[Data records]

· · ·

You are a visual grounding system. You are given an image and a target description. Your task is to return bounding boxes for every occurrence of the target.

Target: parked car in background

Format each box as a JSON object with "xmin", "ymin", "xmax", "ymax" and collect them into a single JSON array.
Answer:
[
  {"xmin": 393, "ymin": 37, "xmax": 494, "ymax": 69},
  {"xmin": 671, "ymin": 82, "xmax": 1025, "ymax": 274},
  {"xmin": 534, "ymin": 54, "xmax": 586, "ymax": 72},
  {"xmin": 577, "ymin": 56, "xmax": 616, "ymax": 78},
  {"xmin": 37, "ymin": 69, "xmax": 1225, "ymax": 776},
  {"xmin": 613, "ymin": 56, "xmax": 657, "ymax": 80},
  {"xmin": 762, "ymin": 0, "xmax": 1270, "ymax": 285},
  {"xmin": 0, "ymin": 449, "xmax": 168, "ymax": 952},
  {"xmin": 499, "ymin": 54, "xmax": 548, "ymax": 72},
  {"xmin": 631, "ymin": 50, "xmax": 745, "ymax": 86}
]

· · ·

What to produce: Please reproduce every one of the entries above verbatim, without changing anything.

Written solution:
You are a visual grounding system. You are given an image and a target description. Your task is to return bounding boxes for every occurrence of the target.

Target: parked car in background

Format each box as a JSON object with "xmin", "ymin", "xmax", "ymax" and collect them into a single JSON array.
Answer:
[
  {"xmin": 393, "ymin": 37, "xmax": 494, "ymax": 69},
  {"xmin": 671, "ymin": 82, "xmax": 1025, "ymax": 274},
  {"xmin": 534, "ymin": 54, "xmax": 586, "ymax": 72},
  {"xmin": 577, "ymin": 56, "xmax": 616, "ymax": 78},
  {"xmin": 37, "ymin": 69, "xmax": 1225, "ymax": 776},
  {"xmin": 613, "ymin": 56, "xmax": 657, "ymax": 80},
  {"xmin": 762, "ymin": 0, "xmax": 1270, "ymax": 285},
  {"xmin": 0, "ymin": 449, "xmax": 168, "ymax": 952},
  {"xmin": 499, "ymin": 54, "xmax": 548, "ymax": 72},
  {"xmin": 631, "ymin": 50, "xmax": 745, "ymax": 86}
]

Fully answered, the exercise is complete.